* Extract
○ ○ ○ ○ ○

The NYPD has never had a female top cop — but Police Commissioner James O’Neill could see a woman taking the reins once his tenure comes to an end.
“We have a lot of really great women leaders,” O’Neill told The Post on Monday in a wide-ranging, exclusive interview in his 1 Police Plaza office. “They could do the job just as well as any man could do it.”
Boosting diversity throughout the department — and especially among the upper echelon — is one of the achievements from which O’Neill says he draws the most pride.
“You see women in executive ranks now. I think it’s important for young officers to see that,” he said. “They can aspire to reach those heights also.”
Among the female leaders O’Neill highlighted were: Chief of Training Terry Shortell; Chief of Crime Control Strategies Lori Pollock; Patrol Borough Manhattan North Commanding Officer Kathleen O’Reilly; and Chief of Community Affairs Nilda Hofmann.

○ ○ ○ ○ ○

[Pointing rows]
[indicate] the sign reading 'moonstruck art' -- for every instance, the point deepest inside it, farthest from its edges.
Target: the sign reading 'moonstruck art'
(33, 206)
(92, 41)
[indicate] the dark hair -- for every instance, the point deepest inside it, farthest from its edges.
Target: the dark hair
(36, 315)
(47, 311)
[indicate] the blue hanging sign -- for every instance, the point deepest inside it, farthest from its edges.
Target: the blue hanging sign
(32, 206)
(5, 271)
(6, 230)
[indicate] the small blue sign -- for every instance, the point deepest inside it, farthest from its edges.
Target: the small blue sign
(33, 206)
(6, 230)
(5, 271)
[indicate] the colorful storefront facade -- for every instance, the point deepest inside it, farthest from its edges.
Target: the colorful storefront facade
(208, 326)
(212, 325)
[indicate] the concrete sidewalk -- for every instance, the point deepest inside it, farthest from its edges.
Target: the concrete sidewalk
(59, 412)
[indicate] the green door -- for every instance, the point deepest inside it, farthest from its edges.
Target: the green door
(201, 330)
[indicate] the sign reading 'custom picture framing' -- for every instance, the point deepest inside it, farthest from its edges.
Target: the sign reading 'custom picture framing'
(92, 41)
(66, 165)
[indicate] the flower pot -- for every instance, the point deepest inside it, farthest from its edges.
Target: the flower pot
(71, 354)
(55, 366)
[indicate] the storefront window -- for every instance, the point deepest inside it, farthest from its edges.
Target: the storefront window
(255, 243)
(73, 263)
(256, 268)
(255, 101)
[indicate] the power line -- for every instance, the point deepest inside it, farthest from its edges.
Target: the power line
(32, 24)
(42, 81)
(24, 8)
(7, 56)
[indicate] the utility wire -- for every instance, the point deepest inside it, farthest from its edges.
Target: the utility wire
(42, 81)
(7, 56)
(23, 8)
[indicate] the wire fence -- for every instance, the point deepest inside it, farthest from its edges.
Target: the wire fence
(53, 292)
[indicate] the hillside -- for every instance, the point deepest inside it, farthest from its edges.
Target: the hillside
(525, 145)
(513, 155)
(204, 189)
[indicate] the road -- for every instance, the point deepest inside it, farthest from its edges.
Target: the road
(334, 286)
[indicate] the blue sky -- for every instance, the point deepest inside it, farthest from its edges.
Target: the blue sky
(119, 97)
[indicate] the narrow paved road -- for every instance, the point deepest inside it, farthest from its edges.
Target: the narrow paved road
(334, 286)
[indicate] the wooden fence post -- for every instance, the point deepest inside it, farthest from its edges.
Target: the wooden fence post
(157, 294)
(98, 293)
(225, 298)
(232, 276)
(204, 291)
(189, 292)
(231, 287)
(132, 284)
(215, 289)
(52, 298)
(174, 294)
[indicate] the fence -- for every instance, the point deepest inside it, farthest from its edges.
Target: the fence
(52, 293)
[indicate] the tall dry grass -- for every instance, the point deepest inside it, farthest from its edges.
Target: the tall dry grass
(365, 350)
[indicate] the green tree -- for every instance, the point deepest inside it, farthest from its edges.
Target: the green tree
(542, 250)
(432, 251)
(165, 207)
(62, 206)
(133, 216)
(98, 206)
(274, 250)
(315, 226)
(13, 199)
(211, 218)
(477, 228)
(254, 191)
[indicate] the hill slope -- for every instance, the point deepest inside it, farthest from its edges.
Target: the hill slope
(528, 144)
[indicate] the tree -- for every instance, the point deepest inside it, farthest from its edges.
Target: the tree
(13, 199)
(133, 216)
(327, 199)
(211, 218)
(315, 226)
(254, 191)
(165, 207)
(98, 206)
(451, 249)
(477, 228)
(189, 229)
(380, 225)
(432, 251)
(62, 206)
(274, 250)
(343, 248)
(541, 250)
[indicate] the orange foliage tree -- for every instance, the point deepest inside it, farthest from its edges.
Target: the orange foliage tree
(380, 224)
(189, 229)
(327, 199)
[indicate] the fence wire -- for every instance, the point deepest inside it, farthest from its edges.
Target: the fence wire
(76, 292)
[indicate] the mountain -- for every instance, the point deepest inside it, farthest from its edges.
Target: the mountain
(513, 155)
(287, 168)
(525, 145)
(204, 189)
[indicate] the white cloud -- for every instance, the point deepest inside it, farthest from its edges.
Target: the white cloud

○ ○ ○ ○ ○

* Exercises to complete
A) Based on the article about women in NYPD leadership, decide whether each statement agrees with it: (i) The NYPD has had a female commissioner before. (ii) O’Neill gave the interview in his 1 Police Plaza office. (iii) Lori Pollock is identified as Chief of Training. Answer yes or no for each, and quote the words of the article that decide it.
B) From the pointing rows, extract verbatim the lines starting at the one containing "[indicate] the white" and ending at the final line of the rows.

* Solutions to the exercise
A)
(i) No: "The NYPD has never had a female top cop"
(ii) Yes: "O’Neill told The Post on Monday in a wide-ranging, exclusive interview in his 1 Police Plaza office"
(iii) No: "Chief of Training Terry Shortell; Chief of Crime Control Strategies Lori Pollock"

B)
[indicate] the white cloud -- for every instance, the point deepest inside it, farthest from its edges.
Target: the white cloud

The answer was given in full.